(Excerpt to read)
+ + + +

Piet Mondrian: Philadelphia Museum In Ownership Dispute – Banksy Releases T-Shirt To Support Colston Four – More Cornelius Gurlitt Nazi Restitution

Piet Mondrian: Philadelphia Museum Painting In Ownership Dispute

Heirs of the De Stijl painter Piet Mondrian are disputing the ownership of a painting in the permanent collection of the Philadelphia Museum of Art. The plaintiffs of the estate claim the £40m painting was looted by the Nazis and are seeking restitution for the painting titled ‘Composition with Blue’ (1926), housed in the PMA’s collection for 70 years.

The provenance of the diamond-shaped canvas states it was consigned to the art dealer Sophie Küppers in 1927. It was then loaned to a museum in Hanover, Germany, where the National Socialist authorities stole it in 1937.

In 1939, the American collector A. E. Gallatin purchased it from the Buchholz Gallery in New York, a gallery specialising in “degenerate” artworks condemned but sold off by the Nazis. Gallatin bequeathed his collection to the PMA in 1952.

On Friday, a complaint was filed in Philadelphia by the trustees of the Elizabeth McManus Holtzman Irrevocable Trust, the children of Elizabeth McManus Holtzman, and American painter Harry Holtzman. They sponsored Mondrian’s immigration to New York to escape Nazi persecution. After Mondrian died in 1944, Holtzman was named his executor and the sole heir to his estate.

Banksy Releases T-Shirt To Support Colston Four

Banksy Releases T-Shirt To Support Colston Four

Banksy has released a limited-edition t-shirt to raise funds for the four protesters arrested after a statue in Bristol was toppled last year. The criminal damage case involves the statue of Edward Colston, a 17th-century merchant and slave trader.

+ + + +

Write the next part of the art news roundup above, picking up right after its final sentence.

(Region pointing data)
+ + + +

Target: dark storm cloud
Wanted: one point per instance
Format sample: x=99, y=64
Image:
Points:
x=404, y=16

+ + + +

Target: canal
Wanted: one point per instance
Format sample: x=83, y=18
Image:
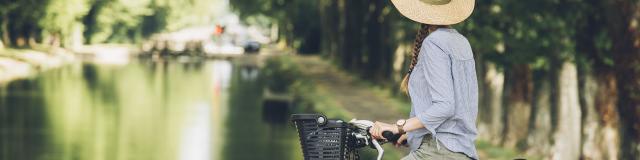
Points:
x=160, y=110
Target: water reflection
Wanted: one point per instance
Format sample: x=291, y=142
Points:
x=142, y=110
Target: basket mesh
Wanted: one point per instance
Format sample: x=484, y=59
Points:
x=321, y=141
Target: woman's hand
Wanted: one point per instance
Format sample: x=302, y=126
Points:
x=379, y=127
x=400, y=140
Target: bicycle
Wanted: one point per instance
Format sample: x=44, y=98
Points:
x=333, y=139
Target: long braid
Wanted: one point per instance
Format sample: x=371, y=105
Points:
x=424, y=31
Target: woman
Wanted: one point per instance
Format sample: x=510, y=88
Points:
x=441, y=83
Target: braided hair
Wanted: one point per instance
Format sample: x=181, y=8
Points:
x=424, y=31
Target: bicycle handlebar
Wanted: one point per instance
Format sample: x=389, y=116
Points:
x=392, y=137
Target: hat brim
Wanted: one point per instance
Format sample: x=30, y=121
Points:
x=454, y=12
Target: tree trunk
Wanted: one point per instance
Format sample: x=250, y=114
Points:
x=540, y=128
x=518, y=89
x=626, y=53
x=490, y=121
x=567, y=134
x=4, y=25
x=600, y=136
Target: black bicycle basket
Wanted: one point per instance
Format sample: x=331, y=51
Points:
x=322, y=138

+ + + +

(Task output)
“Next week, the four people charged with pulling down Colston’s statue in Bristol are going on trial,” the Bristol-based artist stated on his Instagram page last Saturday. “I’ve made some souvenir shirts to mark the occasion.”

The sold out shirts were priced at £25 and available at various places around the city. The artist said that all proceeds from the sales would go to the defendants “so they can go for a pint.”

The Colston Four are aged between 21 and 36 and named as,  Rhian Graham, Jake Skuse, Sage Willoughby, and Milo Ponsford. All are facing trial for criminal damage to public property. They have all pleaded not guilty and will stand trial at Bristol crown court this month.

More Cornelius Gurlitt Kunstmuseum Collection Restitution

 

More Cornelius Gurlitt Kunstmuseum Collection Restitution

Two more works from the notorious Cornelius Gurlitt collection will be returned to their rightful heirs by the end of the year. The watercolours by Otto Dix, Dompteuse and Dame in der Loge were painted in 1922. The descendants of Ismar Littmann and Paul Schaefer have successfully claimed the paintings on paper that were forcibly taken from the collectors by Nazis between 1933 and 1945.

The Museum will also surrender thirty further works that have weak provenances for the time period between 1933 and 1945. “This is a good moment for us,” Museum director Nina Zimmer said. “We want to show people how we deal with works of unclear provenance in the future.” “The next problem is fundraising: the Museum says that to continue its research into Gurlitt’s collection, it will need approximately a quarter million Swiss Francs ($271,447) each year in government funding”.

The paintings are part of the 1,600 work collection Gurlitt bequeathed to the Museum upon his death in 2014. The Kunstmuseum Bern made the decision last week. Nina Zimmer, the institution’s director, said, “We are dedicated to finding fair and just solutions.”

Since Gurlitt’s death in 2014, over 1600 donated works have had their provenance forensically explored. This includes works by Henri Matisse, Pierre-Auguste Renoir, Claude Monet, Paul Gauguin, Paul Cézanne, and Camille Pissarro, worth an estimated £100m.

The Gurlitt collection will be presented in the exhibition “Taking Stock: Gurlitt in Review” at the Bern institution from September 16, 2022, to January 15, 2023.